** start of SUPPLIED MATERIAL **

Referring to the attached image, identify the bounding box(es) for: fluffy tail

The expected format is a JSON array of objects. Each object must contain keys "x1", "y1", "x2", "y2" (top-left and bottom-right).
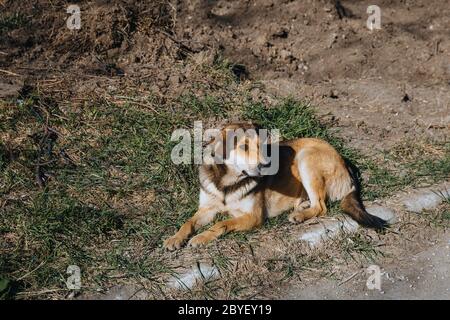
[{"x1": 341, "y1": 190, "x2": 388, "y2": 230}]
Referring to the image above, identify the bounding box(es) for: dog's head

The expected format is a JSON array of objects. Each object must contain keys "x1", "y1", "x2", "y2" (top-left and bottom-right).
[{"x1": 204, "y1": 122, "x2": 270, "y2": 177}]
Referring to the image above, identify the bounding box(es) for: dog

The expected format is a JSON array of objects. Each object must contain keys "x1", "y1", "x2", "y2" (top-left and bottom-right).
[{"x1": 163, "y1": 122, "x2": 387, "y2": 250}]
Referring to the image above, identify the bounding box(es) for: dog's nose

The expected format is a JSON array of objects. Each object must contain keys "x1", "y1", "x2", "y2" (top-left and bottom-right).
[{"x1": 258, "y1": 161, "x2": 271, "y2": 170}]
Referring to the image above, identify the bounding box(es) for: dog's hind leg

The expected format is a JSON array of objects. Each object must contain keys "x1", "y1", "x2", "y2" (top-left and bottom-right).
[
  {"x1": 289, "y1": 164, "x2": 327, "y2": 223},
  {"x1": 164, "y1": 207, "x2": 217, "y2": 250}
]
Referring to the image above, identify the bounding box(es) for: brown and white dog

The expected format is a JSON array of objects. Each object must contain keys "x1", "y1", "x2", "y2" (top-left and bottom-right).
[{"x1": 164, "y1": 123, "x2": 387, "y2": 250}]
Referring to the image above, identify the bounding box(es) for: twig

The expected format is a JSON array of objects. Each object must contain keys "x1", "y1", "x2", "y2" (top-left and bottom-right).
[
  {"x1": 0, "y1": 69, "x2": 21, "y2": 77},
  {"x1": 338, "y1": 271, "x2": 361, "y2": 286}
]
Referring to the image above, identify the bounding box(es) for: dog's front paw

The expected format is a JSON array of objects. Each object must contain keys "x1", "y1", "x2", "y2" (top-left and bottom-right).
[
  {"x1": 289, "y1": 212, "x2": 305, "y2": 223},
  {"x1": 163, "y1": 235, "x2": 184, "y2": 251},
  {"x1": 188, "y1": 233, "x2": 213, "y2": 248}
]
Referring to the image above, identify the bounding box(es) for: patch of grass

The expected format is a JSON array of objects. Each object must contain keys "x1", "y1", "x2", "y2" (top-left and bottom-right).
[
  {"x1": 0, "y1": 12, "x2": 28, "y2": 34},
  {"x1": 339, "y1": 232, "x2": 383, "y2": 262}
]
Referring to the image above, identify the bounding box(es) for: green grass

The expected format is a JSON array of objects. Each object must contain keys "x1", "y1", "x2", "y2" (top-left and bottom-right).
[{"x1": 0, "y1": 60, "x2": 449, "y2": 298}]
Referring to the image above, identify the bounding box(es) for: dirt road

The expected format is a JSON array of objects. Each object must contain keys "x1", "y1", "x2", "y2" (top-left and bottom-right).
[{"x1": 282, "y1": 233, "x2": 450, "y2": 300}]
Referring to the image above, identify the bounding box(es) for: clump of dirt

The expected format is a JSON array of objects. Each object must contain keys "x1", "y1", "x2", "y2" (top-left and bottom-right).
[{"x1": 0, "y1": 0, "x2": 191, "y2": 98}]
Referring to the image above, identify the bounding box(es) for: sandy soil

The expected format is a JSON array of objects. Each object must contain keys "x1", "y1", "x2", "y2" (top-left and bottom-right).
[
  {"x1": 281, "y1": 233, "x2": 450, "y2": 300},
  {"x1": 177, "y1": 0, "x2": 450, "y2": 151}
]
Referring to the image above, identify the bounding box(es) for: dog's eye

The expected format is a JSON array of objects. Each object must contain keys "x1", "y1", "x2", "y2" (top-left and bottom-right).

** end of SUPPLIED MATERIAL **

▸ WHAT YOU HAVE TO DO
Copy every one of the records above word for word, leaving out the picture.

▸ REPLY TO THE TASK
Referring to the attached image, identify the bounding box(es) for: fluffy tail

The expected format is a JSON array of objects. Each object must contain keys "x1", "y1", "x2", "y2" (top-left and bottom-right).
[{"x1": 341, "y1": 190, "x2": 388, "y2": 230}]
Referring to the image above, identify the bounding box(es) for: dog's head

The expected format is a JSON array of objects. Each object must contain keys "x1", "y1", "x2", "y2" (top-left and bottom-right).
[{"x1": 204, "y1": 122, "x2": 270, "y2": 177}]
Referring to the image above, identify the bounding box(es) for: dog

The expected format is a JSON array of objects. Each object must contain keys "x1", "y1", "x2", "y2" (top-left and bottom-right).
[{"x1": 163, "y1": 122, "x2": 387, "y2": 250}]
Referring to the image above, identify the bounding box(es) for: dog's nose

The expected format is a JSON array of objects. Each object must contain keys "x1", "y1", "x2", "y2" (top-left and bottom-right).
[{"x1": 258, "y1": 161, "x2": 271, "y2": 170}]
Referring to the image above, identify the bounding box(es) for: dog's hind leg

The expected format is a JSON array of objects. Each object must contain keys "x1", "y1", "x2", "y2" (top-left and bottom-right).
[
  {"x1": 289, "y1": 164, "x2": 327, "y2": 223},
  {"x1": 164, "y1": 207, "x2": 217, "y2": 250}
]
Referring to the image above, identify the bounding box(es) for: brown and white dog

The expected format is a JSON array of objects. Each object must contain keys "x1", "y1", "x2", "y2" (top-left and bottom-right).
[{"x1": 164, "y1": 123, "x2": 387, "y2": 250}]
Referring to the image above, identify the bounding box(es) for: twig

The expected format is a JSON array of objects. Each object must contain keys "x1", "y1", "x2", "y2" (top-left and bottom-right).
[
  {"x1": 0, "y1": 69, "x2": 21, "y2": 77},
  {"x1": 338, "y1": 271, "x2": 361, "y2": 286}
]
Referring to the image above, identify the bounding box(es) for: dog's front paw

The expected format is a JSON array of objects. Each object must contain keys "x1", "y1", "x2", "y2" (top-left and bottom-right).
[
  {"x1": 289, "y1": 212, "x2": 305, "y2": 223},
  {"x1": 163, "y1": 235, "x2": 184, "y2": 251},
  {"x1": 188, "y1": 233, "x2": 213, "y2": 248}
]
Referring to the image above, identify the bounding box(es) for: patch of grass

The expected format is a JSON array of objects. Each object must contain keys "x1", "y1", "x2", "y2" (top-left and bottom-right).
[
  {"x1": 0, "y1": 12, "x2": 28, "y2": 34},
  {"x1": 339, "y1": 232, "x2": 383, "y2": 262}
]
Referring to the image above, identify the bounding box(es) for: green grass

The expected format is a JSON array of objects. Each object must contain keys "x1", "y1", "x2", "y2" (top-left and bottom-right).
[{"x1": 0, "y1": 60, "x2": 449, "y2": 298}]
Referring to the image above, identify the bounding box(es) for: dirt road

The expected format is a JSON array of objects. Each object must contain keys "x1", "y1", "x2", "y2" (top-left and bottom-right).
[{"x1": 282, "y1": 233, "x2": 450, "y2": 300}]
Referring to the image above, identify the bounding box(es) for: clump of dirt

The expected format is a JSON array of objects. Each object must contain keys "x1", "y1", "x2", "y2" (top-left and bottom-right).
[{"x1": 0, "y1": 0, "x2": 191, "y2": 98}]
Referring to the image above, identify the bounding box(es) for: sandy soil

The expected format is a JSON array of objects. Each object must contain keys "x1", "y1", "x2", "y2" (top-left and bottom-right).
[
  {"x1": 281, "y1": 233, "x2": 450, "y2": 300},
  {"x1": 177, "y1": 0, "x2": 450, "y2": 151}
]
Referring to the image above, identify the bounding box(es) for: dog's eye

The expected format is a JSON array of objects. Each object must contain keys "x1", "y1", "x2", "y2" (top-left and bottom-right).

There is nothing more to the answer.